- **Request**
Gather each line of the records that includes the word "left".

- **Material for this exercise**

## begin

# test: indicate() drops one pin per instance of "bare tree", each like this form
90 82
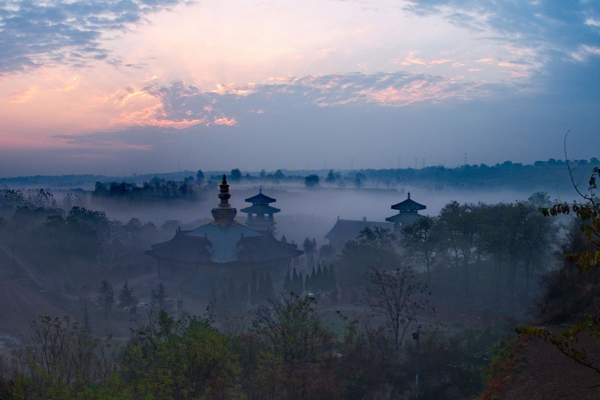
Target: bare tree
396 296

## end
## begin

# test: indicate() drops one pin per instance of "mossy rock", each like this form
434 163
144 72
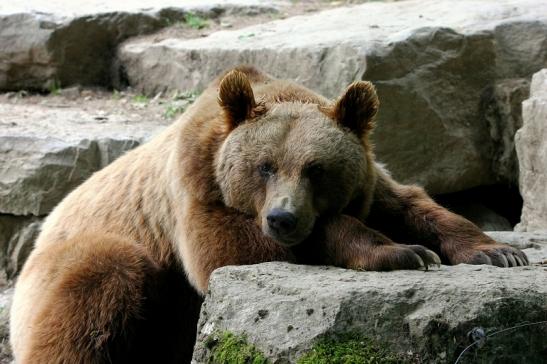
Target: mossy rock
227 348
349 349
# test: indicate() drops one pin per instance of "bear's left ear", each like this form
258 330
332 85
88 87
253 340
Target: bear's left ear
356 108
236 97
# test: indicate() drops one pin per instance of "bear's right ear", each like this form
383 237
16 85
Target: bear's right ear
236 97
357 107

## end

- **The output**
# test: indicate() drops one pin per instance of "bear's left ear", each like this form
Target: bear's left ear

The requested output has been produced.